### [Problem description]
Would you please transcribe the records below from the line with "Expected: one point per instance of the cityscape, reported" through their final line, exactly and with no other lines?

### [Input records]
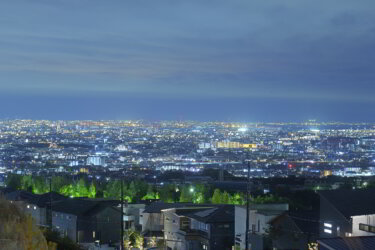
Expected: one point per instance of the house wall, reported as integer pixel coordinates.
(364, 219)
(152, 222)
(108, 226)
(329, 215)
(240, 226)
(221, 235)
(173, 236)
(66, 224)
(259, 228)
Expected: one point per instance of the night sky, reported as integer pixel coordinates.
(226, 60)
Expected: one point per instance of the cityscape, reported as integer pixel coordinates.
(187, 125)
(199, 174)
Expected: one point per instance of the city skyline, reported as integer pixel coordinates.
(214, 60)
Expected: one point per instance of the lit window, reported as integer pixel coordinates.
(328, 225)
(328, 231)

### [Exercise output]
Expected: one point per instance of the cityscape, reported as integer pixel coordinates.
(187, 125)
(199, 174)
Expected: one point per instance of the city skyline, reported as integer pixel coordinates.
(214, 60)
Expected: one point per instance of the lit window, reported as integer pixel coordinates.
(328, 225)
(328, 231)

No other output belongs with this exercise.